_The task_:
The lines to be copied run from the one containing "of the distant" to the end of the material below; reproduce them exactly, including both ends, and nothing more.

_Data provided_:
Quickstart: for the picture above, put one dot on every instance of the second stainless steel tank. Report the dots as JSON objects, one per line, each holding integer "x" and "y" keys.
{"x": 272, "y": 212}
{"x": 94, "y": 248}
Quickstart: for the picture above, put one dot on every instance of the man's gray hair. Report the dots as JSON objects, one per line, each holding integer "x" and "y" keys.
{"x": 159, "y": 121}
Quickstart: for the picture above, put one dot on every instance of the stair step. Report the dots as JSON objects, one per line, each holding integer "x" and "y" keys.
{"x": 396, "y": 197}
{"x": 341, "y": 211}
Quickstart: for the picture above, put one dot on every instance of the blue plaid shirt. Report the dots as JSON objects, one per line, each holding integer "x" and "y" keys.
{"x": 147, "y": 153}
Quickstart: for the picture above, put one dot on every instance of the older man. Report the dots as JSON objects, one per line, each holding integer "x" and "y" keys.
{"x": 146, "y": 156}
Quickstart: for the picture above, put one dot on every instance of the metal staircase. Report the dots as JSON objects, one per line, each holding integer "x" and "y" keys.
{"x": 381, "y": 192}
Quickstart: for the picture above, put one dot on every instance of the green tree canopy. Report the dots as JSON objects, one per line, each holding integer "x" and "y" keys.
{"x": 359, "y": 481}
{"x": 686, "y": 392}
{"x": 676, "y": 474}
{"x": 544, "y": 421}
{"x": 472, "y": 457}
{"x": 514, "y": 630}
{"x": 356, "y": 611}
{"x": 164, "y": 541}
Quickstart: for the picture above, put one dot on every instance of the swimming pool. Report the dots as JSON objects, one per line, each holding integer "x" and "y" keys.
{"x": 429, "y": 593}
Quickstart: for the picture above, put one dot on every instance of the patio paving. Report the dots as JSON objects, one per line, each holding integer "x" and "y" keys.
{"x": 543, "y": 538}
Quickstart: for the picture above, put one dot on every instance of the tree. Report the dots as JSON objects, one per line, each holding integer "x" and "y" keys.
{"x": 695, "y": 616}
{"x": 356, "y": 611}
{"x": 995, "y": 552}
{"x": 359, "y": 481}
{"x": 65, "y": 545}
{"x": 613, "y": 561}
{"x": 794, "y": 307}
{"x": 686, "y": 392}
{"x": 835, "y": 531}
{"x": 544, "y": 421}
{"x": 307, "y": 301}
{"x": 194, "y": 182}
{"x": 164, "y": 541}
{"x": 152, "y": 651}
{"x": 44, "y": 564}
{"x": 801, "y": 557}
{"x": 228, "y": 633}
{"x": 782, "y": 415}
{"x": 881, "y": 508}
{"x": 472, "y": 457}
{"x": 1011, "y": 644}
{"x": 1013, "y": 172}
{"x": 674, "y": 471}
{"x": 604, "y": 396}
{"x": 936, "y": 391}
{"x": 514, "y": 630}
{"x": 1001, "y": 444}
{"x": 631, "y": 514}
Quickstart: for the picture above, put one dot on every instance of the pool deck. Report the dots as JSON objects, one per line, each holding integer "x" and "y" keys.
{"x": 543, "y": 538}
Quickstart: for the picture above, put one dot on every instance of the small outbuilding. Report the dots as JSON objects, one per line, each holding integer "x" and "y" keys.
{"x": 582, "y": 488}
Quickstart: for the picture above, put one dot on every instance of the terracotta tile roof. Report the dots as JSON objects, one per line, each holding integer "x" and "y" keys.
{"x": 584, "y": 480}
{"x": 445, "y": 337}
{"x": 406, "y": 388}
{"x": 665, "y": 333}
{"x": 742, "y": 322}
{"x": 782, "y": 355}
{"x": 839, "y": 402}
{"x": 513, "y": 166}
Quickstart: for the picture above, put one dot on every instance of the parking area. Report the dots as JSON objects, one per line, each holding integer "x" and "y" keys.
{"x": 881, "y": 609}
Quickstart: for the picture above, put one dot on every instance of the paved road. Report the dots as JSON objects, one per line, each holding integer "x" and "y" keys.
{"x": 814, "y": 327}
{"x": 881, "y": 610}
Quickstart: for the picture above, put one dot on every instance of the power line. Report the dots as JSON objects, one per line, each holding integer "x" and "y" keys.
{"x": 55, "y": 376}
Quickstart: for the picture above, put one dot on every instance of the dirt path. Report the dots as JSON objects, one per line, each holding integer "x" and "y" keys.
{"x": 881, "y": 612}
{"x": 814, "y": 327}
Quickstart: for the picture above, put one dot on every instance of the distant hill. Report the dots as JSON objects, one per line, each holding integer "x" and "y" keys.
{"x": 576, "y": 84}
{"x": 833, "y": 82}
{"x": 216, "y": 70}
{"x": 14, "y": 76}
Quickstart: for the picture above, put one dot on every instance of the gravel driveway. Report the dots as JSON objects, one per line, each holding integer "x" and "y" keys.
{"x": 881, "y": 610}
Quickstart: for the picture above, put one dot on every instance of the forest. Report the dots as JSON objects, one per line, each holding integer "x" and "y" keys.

_Full answer_:
Quickstart: for the picture above, put one dot on every instance of the distant hill. Report the dots as JSON objects, one per line, each holding integer "x" and "y" keys.
{"x": 576, "y": 84}
{"x": 833, "y": 82}
{"x": 216, "y": 70}
{"x": 14, "y": 76}
Quickstart: for the picture above, put one dot on every instance of the gravel driveway. Report the dots as JSON objects, one per line, each holding integer "x" and "y" keys.
{"x": 881, "y": 610}
Quickstart: for the picture above, put one dot on every instance of the forest. Report the dots as JSON objects, one per line, each holding integer "x" and "y" keys.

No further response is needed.